* Requests *
**A)** In the temperature notebook, which name is passed as value_name in the melt call?
**B)** Continue the temperature notebook past its final sentence about mapping the months to integers.

* Selection *
----------

We can see there is a separate column for each column, we can change this to have the month be in a column and then have the average temperature for that month listed.

In [53]:
temperatures_df = temperatures_df[['Country', 'City', 'Jan', 'Feb', 'Mar', 'Apr', 'May', 'Jun', 'Jul', 'Aug', 'Sep', 'Oct', 'Nov', 'Dec', 'Avg_Year', 'Continent']]

In [54]:
temperatures_df = temperatures_df.melt(id_vars=['Country', 'City', 'Continent', 'Avg_Year'], var_name='Month', value_name='Temperature')

In [56]:
temperatures_df.head()

Unnamed: 0,Country,City,Continent,Avg_Year,Month,Temperature
0,Algeria,Algiers,Africa,17.4,Jan,11.2
1,Algeria,Tamanrasset,Africa,21.7,Jan,12.8
2,Algeria,Reggane,Africa,28.3,Jan,16.0
3,Angola,Luanda,Africa,25.8,Jan,26.7
4,Benin,Cotonou,Africa,27.2,Jan,27.3


Let's map the months to integers to have them more easily accessed.

----------

* Recorded data *
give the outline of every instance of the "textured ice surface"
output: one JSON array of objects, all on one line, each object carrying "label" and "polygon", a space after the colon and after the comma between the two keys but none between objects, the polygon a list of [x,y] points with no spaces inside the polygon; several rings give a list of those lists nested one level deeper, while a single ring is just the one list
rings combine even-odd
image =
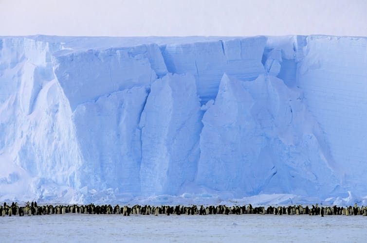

----------

* Responses in order *
**A)** Temperature

**B)**
In [57]:
month_mapping = {
    'Jan': 1, 'Feb': 2, 'Mar': 3, 'Apr': 4, 'May': 5, 'Jun': 6,
    'Jul': 7, 'Aug': 8, 'Sep': 9, 'Oct': 10, 'Nov': 11, 'Dec': 12
}

temperatures_df['Month'] = temperatures_df['Month'].map(month_mapping)

In [58]:
temperatures_df.head()

Unnamed: 0,Country,City,Continent,Avg_Year,Month,Temperature
0,Algeria,Algiers,Africa,17.4,1,11.2
1,Algeria,Tamanrasset,Africa,21.7,1,12.8
2,Algeria,Reggane,Africa,28.3,1,16.0
3,Angola,Luanda,Africa,25.8,1,26.7
4,Benin,Cotonou,Africa,27.2,1,27.3


This is a much easier dataframe to work it, we can now convert it to a csv and use it in our database.

In [59]:
temperatures_df.to_csv('temperatures.csv', index=False)